**Tasks to perform**
A – In the market roundup, what high did oil prices reach?
B – Reproduce the passage of the market roundup starting at "- Oil prices" and ending at "non-yielding bullion's appeal.".

Feb 18 - Market Talk Roundup: Latest on Commodities, U.S. Politics (WSJ DJ Reuters)

- The dollar held its ground after its first back-to-back gains in two weeks as upbeat data bolstered expectations that the U.S. economy would recover from the coronavirus pandemic faster than most of its peers.

- Oil prices rallied again to hit 13-month highs as concerns that a rare cold snap in Texas could disrupt U.S. crude output for days or even weeks prompted fresh buying.
- Gold prices clawed back from a 2-1/2-month low marked in the previous session, as U.S. Treasury yields retreated, lifting the non-yielding bullion's appeal.
- Copper prices jumped to their highest in nearly a decade as top metals consumer China returned from a week-long Lunar New Year holiday, with brightening demand prospects and supply concerns underpinning the market.
- Chicago wheat futures slid for a second straight session as concerns eased about crop losses from recent cold weather across the United States.

**Material provided**
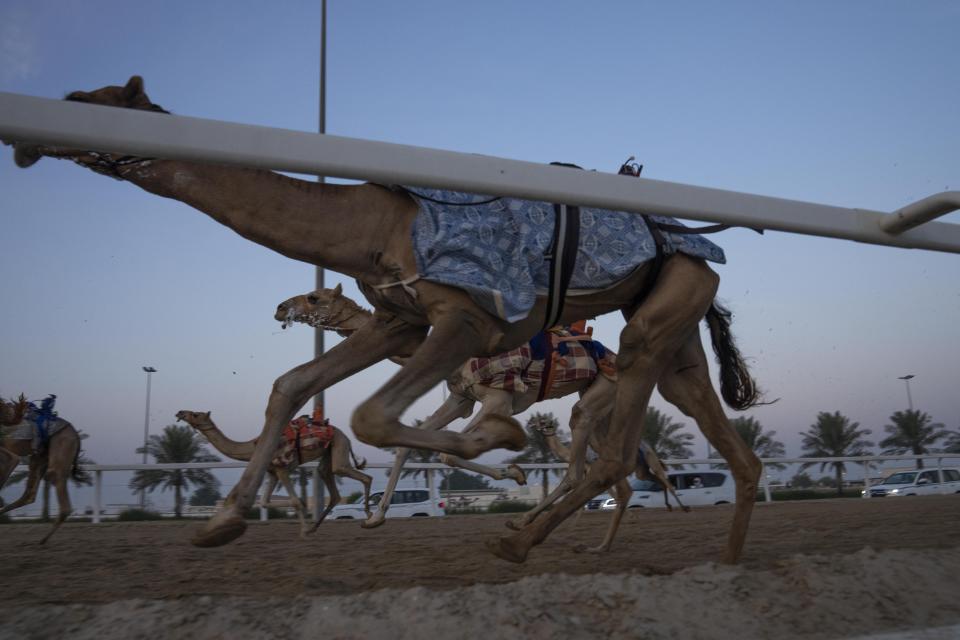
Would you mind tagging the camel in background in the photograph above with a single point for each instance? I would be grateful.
(55, 460)
(332, 460)
(363, 231)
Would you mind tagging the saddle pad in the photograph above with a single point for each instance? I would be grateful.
(26, 429)
(520, 370)
(311, 437)
(494, 248)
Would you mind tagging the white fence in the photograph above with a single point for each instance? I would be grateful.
(146, 134)
(870, 465)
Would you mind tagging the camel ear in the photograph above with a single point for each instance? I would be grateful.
(134, 87)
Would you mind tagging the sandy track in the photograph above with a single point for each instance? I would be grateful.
(914, 549)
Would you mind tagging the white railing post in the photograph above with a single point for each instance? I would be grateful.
(766, 483)
(97, 494)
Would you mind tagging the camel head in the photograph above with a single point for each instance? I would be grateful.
(323, 308)
(12, 412)
(129, 96)
(199, 420)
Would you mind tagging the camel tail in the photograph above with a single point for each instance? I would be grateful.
(738, 388)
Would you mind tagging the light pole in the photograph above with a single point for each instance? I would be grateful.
(907, 379)
(146, 431)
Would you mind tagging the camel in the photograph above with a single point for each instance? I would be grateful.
(363, 231)
(330, 309)
(649, 467)
(333, 459)
(55, 460)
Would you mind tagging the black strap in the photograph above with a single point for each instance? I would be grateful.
(562, 257)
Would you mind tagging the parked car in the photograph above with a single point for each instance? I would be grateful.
(406, 502)
(694, 488)
(922, 482)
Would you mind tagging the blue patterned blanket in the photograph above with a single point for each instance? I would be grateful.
(494, 248)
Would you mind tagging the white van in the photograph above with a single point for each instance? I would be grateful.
(694, 488)
(922, 482)
(406, 502)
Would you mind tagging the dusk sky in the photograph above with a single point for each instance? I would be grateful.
(852, 104)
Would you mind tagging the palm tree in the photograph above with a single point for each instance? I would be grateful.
(179, 443)
(912, 432)
(538, 451)
(762, 443)
(662, 435)
(834, 436)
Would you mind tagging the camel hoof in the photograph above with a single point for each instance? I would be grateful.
(220, 533)
(504, 550)
(373, 523)
(515, 472)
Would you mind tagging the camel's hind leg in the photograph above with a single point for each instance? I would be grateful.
(622, 492)
(38, 466)
(340, 465)
(64, 448)
(653, 335)
(331, 484)
(284, 476)
(686, 384)
(455, 406)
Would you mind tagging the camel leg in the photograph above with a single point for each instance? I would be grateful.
(493, 402)
(38, 466)
(269, 485)
(379, 338)
(331, 484)
(457, 334)
(592, 408)
(622, 492)
(455, 406)
(284, 476)
(686, 384)
(340, 465)
(656, 468)
(648, 343)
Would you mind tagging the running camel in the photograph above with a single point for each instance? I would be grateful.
(364, 232)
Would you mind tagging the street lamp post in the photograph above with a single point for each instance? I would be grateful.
(907, 379)
(146, 431)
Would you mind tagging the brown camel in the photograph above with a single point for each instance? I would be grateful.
(364, 232)
(333, 460)
(330, 309)
(649, 467)
(56, 460)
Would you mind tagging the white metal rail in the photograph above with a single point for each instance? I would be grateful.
(84, 126)
(867, 461)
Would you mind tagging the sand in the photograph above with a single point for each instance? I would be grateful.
(817, 569)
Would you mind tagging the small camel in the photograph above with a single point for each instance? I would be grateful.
(649, 467)
(330, 309)
(332, 460)
(55, 460)
(365, 232)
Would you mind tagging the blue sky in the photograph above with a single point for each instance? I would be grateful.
(851, 104)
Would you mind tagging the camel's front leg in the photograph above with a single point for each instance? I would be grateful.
(455, 406)
(380, 338)
(622, 492)
(283, 475)
(38, 467)
(456, 336)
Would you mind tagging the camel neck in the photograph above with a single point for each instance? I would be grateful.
(321, 224)
(230, 448)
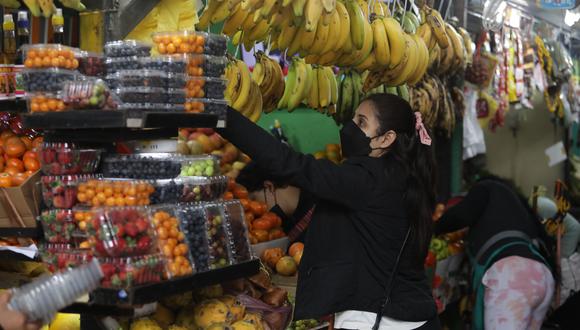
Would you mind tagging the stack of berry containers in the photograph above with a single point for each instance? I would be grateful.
(47, 68)
(204, 54)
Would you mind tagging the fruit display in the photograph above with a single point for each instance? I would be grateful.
(242, 92)
(90, 94)
(126, 48)
(122, 231)
(60, 192)
(203, 87)
(45, 102)
(186, 42)
(68, 159)
(123, 273)
(47, 80)
(203, 226)
(172, 242)
(142, 166)
(200, 166)
(92, 65)
(105, 192)
(50, 56)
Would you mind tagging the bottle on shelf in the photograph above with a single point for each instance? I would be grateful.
(9, 39)
(58, 27)
(23, 33)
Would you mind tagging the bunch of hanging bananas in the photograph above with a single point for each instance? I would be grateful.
(349, 95)
(314, 86)
(431, 98)
(242, 92)
(270, 78)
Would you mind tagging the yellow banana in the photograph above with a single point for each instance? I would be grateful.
(382, 52)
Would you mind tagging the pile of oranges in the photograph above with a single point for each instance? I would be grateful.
(114, 193)
(18, 158)
(38, 58)
(182, 43)
(172, 244)
(263, 225)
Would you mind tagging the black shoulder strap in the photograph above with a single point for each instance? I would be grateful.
(390, 282)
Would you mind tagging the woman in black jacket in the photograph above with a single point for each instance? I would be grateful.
(366, 207)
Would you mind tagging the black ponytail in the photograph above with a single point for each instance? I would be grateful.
(394, 113)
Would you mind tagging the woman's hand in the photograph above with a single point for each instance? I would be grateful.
(13, 320)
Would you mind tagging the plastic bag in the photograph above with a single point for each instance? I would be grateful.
(276, 318)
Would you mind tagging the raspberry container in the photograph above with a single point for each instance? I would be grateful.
(60, 192)
(41, 299)
(142, 166)
(122, 232)
(68, 159)
(204, 229)
(125, 48)
(204, 87)
(114, 192)
(39, 56)
(238, 231)
(126, 272)
(89, 94)
(171, 241)
(92, 64)
(206, 65)
(47, 80)
(196, 189)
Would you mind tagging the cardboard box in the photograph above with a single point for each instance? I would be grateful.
(19, 206)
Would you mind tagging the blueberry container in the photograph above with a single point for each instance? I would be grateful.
(142, 94)
(172, 241)
(206, 65)
(204, 87)
(125, 48)
(47, 80)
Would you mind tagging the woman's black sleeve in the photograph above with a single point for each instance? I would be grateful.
(347, 184)
(465, 213)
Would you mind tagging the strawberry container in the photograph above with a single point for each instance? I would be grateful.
(172, 241)
(237, 231)
(190, 42)
(125, 48)
(122, 232)
(205, 231)
(115, 192)
(127, 272)
(68, 159)
(60, 192)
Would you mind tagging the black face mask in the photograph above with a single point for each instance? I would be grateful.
(354, 142)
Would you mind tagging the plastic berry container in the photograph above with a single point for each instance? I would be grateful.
(114, 64)
(89, 94)
(199, 166)
(126, 48)
(40, 56)
(204, 87)
(127, 272)
(190, 42)
(47, 80)
(142, 166)
(114, 193)
(141, 94)
(197, 189)
(206, 65)
(60, 192)
(172, 241)
(92, 64)
(123, 231)
(68, 159)
(45, 102)
(238, 231)
(176, 64)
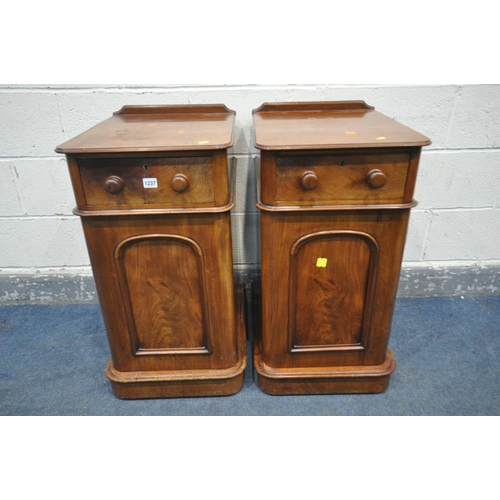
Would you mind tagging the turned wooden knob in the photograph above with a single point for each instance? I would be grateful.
(180, 183)
(309, 180)
(114, 184)
(376, 178)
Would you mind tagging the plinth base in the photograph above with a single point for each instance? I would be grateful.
(338, 380)
(357, 379)
(186, 383)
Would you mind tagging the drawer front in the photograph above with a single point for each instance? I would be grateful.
(341, 179)
(147, 182)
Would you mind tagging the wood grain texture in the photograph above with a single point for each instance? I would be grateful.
(157, 128)
(356, 379)
(162, 282)
(332, 274)
(344, 125)
(187, 383)
(196, 170)
(340, 179)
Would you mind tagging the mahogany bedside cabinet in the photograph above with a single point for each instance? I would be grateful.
(154, 192)
(334, 188)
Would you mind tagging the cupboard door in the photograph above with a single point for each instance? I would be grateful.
(163, 289)
(331, 290)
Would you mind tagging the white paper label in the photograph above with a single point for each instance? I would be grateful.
(150, 182)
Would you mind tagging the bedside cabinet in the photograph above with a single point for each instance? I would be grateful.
(334, 188)
(154, 192)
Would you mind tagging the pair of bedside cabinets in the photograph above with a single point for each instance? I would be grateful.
(154, 188)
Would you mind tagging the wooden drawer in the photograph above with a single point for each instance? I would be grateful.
(132, 183)
(329, 179)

**Answers by item**
A – 13-month highs

B –
- Oil prices rallied again to hit 13-month highs as concerns that a rare cold snap in Texas could disrupt U.S. crude output for days or even weeks prompted fresh buying.
- Gold prices clawed back from a 2-1/2-month low marked in the previous session, as U.S. Treasury yields retreated, lifting the non-yielding bullion's appeal.